■ **Given task**: Display each line in the items below that contains the string "ceiling", copying every such line in full. Only matches in the same letter case count.

■ **Exercise data**:
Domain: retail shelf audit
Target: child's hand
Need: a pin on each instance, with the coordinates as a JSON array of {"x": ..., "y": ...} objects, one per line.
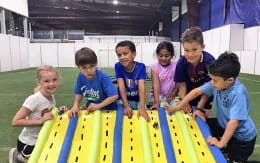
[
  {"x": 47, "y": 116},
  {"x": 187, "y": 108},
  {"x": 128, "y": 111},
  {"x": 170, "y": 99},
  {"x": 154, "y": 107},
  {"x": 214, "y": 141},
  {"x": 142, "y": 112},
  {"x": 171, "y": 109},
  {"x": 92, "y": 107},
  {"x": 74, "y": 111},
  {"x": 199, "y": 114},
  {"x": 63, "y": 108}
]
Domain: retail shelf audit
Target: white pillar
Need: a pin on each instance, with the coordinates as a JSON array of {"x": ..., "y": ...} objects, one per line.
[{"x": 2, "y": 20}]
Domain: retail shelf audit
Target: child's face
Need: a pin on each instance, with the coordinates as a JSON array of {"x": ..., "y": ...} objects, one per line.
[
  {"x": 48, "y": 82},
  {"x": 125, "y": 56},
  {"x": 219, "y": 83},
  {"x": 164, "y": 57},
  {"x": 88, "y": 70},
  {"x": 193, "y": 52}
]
==
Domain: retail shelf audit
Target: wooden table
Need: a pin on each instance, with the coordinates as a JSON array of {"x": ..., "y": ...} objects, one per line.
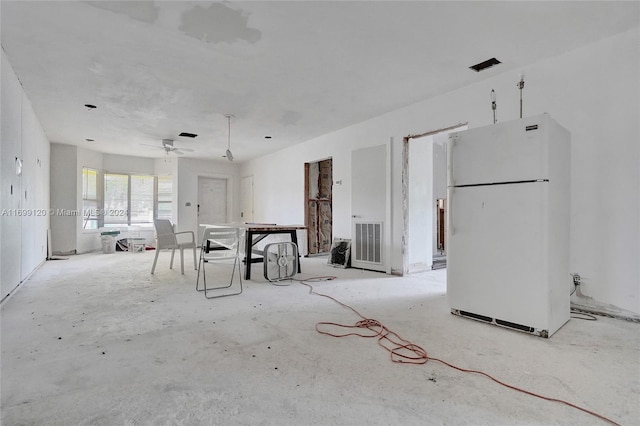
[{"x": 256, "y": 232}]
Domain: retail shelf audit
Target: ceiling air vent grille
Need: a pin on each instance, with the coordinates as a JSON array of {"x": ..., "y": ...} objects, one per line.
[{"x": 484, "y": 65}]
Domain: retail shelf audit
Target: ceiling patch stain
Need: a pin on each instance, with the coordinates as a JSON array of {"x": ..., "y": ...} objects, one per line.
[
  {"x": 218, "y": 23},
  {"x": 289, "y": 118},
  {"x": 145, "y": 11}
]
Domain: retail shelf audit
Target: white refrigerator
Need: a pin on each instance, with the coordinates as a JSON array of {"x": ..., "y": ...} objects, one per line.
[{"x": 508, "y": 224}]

■ **Exercise output**:
Target: ceiling air vent grille
Target: ceiling patch stain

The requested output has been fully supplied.